Every line from the one with "Query: distant hill" to the one with "tag the building", including those two, is to be copied exactly; all other lines of the entries below are left out.

- - -

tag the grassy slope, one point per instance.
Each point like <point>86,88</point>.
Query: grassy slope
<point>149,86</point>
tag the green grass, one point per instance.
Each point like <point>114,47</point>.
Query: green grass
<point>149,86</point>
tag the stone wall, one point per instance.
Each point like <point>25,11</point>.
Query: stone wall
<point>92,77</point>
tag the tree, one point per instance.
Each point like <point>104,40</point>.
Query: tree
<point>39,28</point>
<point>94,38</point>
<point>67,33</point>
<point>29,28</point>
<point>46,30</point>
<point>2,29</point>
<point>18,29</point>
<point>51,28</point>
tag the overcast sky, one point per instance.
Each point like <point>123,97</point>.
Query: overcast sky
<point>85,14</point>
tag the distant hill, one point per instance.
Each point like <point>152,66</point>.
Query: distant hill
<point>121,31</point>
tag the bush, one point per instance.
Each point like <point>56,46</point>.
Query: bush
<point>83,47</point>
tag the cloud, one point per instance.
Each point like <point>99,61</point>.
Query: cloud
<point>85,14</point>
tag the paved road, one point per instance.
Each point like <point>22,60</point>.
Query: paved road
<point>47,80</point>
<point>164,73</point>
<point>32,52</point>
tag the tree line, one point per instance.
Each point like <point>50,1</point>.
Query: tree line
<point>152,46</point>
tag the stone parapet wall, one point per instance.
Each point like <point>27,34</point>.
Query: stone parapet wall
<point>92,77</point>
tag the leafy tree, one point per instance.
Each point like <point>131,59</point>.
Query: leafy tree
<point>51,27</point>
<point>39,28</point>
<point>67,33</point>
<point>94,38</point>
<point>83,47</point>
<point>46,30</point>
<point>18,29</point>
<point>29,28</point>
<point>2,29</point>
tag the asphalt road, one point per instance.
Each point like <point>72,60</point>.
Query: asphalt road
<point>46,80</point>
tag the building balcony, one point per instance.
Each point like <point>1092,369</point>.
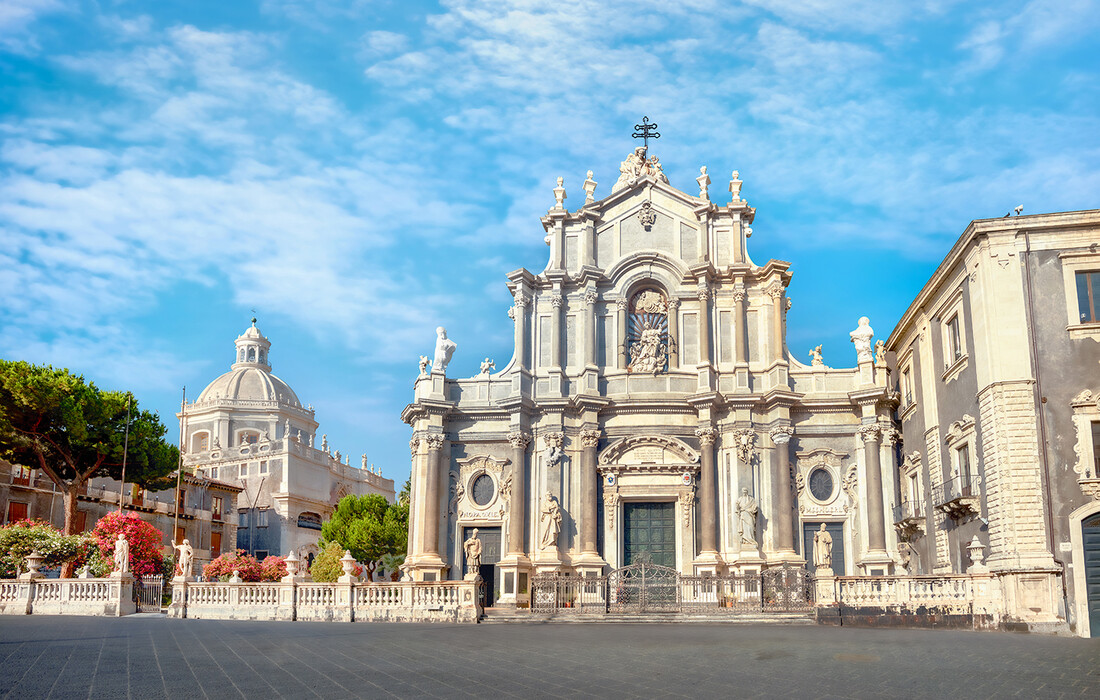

- - -

> _EXERCISE SOLUTION_:
Query: distant hill
<point>121,31</point>
tag the bush, one point per instance.
Each point like <point>56,46</point>.
Query: bush
<point>83,47</point>
tag the cloud, one point per instance.
Each point like <point>99,61</point>.
Query: cloud
<point>85,14</point>
tag the paved road, one point per instance.
Each point like <point>22,60</point>.
Query: paved road
<point>47,80</point>
<point>164,73</point>
<point>32,52</point>
tag the tree line, one point per instance.
Each point like <point>50,1</point>.
Query: tree line
<point>152,46</point>
tag the stone parapet wall, one point per instance.
Each point like <point>27,34</point>.
Query: stone parapet wall
<point>92,77</point>
tag the leafy tree, one point per instance.
Each point like <point>131,59</point>.
Query: leafy tree
<point>51,27</point>
<point>39,28</point>
<point>67,33</point>
<point>94,38</point>
<point>83,47</point>
<point>46,30</point>
<point>18,29</point>
<point>29,28</point>
<point>2,29</point>
tag the asphalt road, one point per instance.
Each point like <point>72,60</point>.
Query: asphalt road
<point>46,80</point>
tag the building balcony, one point per instance.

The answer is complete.